=== MATERIAL FOR THIS EXERCISE ===
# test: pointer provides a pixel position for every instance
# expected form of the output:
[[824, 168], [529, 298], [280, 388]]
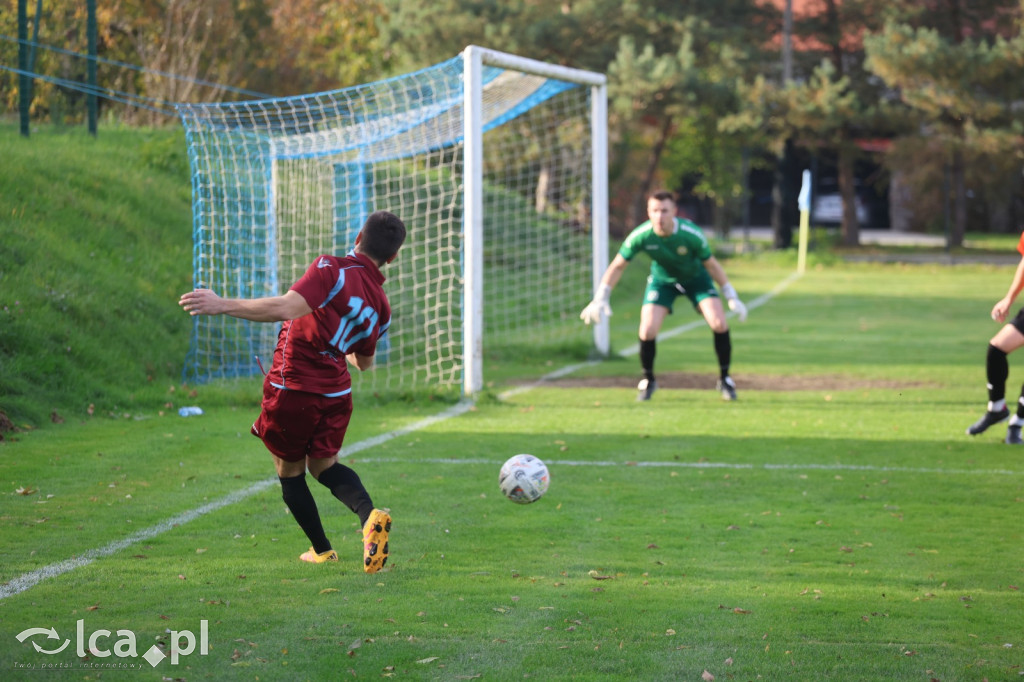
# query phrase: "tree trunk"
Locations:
[[648, 177], [958, 228], [849, 228]]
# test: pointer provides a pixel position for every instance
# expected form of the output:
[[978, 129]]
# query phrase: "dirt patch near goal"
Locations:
[[744, 382]]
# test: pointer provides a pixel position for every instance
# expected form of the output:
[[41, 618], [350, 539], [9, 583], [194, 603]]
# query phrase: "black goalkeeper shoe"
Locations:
[[727, 387], [1014, 435], [988, 419], [646, 388]]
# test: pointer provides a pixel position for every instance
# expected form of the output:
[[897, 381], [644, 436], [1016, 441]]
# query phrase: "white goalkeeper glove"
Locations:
[[734, 303], [599, 306]]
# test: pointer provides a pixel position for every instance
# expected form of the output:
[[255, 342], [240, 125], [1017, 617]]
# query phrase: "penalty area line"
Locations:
[[29, 580]]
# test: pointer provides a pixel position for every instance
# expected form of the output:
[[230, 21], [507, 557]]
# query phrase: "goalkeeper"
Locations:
[[681, 264]]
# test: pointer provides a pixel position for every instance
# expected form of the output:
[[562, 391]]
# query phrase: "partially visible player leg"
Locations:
[[714, 313], [345, 483], [651, 317], [1005, 342], [300, 502]]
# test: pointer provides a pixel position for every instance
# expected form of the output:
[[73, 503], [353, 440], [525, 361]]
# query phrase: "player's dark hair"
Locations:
[[383, 233]]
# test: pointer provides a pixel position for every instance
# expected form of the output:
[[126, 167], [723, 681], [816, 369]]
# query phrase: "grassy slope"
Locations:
[[95, 250]]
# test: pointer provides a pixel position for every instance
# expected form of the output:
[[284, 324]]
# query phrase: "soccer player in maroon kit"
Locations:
[[332, 316]]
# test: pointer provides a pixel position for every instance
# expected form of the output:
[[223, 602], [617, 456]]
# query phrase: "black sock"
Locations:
[[996, 371], [345, 484], [647, 349], [303, 507], [723, 348]]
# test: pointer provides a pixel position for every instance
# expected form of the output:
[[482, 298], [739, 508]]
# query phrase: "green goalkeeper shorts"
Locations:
[[664, 293]]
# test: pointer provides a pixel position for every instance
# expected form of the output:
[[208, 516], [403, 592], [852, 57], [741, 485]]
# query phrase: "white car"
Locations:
[[827, 207]]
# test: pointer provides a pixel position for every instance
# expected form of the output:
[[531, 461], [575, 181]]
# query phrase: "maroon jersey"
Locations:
[[349, 312]]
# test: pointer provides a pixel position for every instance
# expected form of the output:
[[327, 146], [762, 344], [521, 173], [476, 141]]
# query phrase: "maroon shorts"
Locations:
[[294, 425]]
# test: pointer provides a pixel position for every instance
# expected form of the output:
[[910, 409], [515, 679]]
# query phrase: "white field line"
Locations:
[[33, 578], [29, 580], [716, 465]]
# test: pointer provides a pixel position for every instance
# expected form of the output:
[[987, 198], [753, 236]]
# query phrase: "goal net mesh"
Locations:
[[278, 182]]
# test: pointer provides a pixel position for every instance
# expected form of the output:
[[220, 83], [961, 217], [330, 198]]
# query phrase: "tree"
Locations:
[[967, 90]]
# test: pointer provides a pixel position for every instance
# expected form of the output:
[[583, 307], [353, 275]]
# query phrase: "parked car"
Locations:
[[826, 206]]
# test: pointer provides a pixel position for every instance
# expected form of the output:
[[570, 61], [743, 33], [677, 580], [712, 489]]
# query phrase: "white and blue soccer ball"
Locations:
[[523, 479]]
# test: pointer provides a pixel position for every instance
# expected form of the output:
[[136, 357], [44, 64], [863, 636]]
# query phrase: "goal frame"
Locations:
[[474, 59]]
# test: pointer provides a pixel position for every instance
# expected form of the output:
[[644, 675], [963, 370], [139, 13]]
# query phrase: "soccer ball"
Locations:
[[523, 478]]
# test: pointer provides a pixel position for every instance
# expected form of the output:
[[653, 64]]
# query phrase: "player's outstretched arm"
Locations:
[[600, 305], [728, 291], [270, 308], [1001, 307]]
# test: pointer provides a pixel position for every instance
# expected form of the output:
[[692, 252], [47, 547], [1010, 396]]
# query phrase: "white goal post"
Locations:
[[474, 58], [497, 164]]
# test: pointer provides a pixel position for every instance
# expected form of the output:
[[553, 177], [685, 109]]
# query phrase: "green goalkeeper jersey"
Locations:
[[676, 258]]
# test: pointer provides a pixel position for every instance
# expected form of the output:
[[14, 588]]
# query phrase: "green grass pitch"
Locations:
[[844, 529]]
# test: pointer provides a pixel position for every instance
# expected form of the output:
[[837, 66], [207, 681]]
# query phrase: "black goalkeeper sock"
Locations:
[[300, 502], [996, 371], [345, 484], [723, 348], [647, 349]]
===
**PROBLEM STATEMENT**
Search the data above for the string "shorts" and copy each line that has it.

**TASK RESPONSE**
# query phrase: "green goalkeeper shorts"
# query phrase: "maroon shorts"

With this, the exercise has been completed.